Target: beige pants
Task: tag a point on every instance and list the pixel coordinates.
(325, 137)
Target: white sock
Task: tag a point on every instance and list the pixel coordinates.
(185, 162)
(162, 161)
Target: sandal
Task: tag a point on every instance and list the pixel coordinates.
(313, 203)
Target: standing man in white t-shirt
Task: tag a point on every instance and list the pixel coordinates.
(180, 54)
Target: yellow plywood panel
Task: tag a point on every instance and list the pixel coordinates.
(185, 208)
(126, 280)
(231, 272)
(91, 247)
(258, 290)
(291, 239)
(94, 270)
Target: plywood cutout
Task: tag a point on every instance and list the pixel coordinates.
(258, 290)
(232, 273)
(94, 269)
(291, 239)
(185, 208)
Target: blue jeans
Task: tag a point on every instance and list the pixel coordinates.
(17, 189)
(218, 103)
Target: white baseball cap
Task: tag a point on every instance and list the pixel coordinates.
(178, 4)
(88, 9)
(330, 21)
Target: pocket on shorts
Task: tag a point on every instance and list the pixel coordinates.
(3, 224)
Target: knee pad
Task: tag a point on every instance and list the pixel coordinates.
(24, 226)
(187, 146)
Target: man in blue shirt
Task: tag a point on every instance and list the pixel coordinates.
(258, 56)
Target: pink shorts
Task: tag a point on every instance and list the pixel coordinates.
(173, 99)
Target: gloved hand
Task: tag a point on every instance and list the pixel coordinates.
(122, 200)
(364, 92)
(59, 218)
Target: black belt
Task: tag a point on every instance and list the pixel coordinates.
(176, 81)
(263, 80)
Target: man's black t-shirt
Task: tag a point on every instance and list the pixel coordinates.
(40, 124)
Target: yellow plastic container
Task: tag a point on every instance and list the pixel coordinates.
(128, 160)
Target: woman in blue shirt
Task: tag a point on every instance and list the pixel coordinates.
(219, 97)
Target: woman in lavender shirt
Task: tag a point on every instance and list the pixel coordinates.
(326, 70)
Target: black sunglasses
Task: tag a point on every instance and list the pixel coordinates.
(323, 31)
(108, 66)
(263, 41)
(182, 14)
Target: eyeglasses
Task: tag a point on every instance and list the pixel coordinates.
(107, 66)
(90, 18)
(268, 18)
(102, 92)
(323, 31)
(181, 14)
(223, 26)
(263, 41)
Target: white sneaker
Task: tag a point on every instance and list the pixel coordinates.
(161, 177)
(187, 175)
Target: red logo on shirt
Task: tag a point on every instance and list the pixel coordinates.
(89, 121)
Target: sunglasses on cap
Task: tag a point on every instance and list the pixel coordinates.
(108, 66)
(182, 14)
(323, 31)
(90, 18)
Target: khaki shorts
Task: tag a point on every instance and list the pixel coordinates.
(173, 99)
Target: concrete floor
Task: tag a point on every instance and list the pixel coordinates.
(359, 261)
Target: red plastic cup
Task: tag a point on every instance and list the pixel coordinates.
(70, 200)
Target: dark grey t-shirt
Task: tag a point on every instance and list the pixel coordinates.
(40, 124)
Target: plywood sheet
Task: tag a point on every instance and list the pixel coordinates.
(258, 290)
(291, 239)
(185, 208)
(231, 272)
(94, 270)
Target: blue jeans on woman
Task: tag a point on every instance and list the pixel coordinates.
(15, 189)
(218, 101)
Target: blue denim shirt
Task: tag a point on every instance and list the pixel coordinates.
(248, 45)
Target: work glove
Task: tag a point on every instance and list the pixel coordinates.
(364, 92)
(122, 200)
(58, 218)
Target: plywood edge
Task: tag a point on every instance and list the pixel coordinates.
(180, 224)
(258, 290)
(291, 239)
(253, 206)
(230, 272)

==

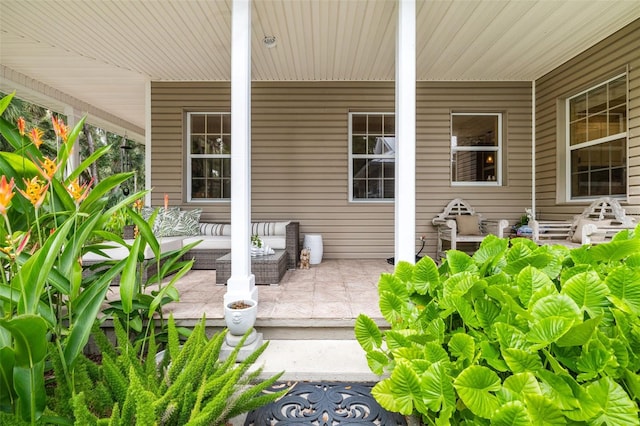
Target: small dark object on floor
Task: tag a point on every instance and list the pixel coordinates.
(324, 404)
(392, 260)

...

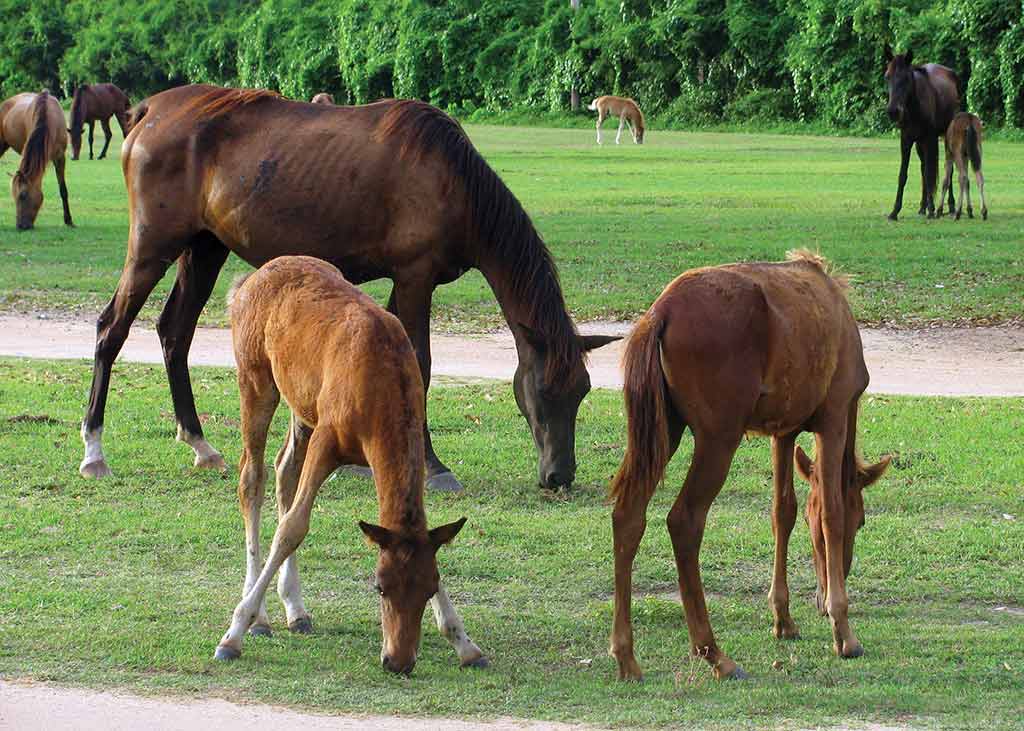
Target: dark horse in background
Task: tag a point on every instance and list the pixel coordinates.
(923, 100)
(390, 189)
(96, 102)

* [DIRECTIONS] List every line of the material above that contains the word "white".

* [SOLUTION FOR THIS TASK]
Target: white sock
Target: standing man in white t-shirt
Target: white baseball cap
Target: white sneaker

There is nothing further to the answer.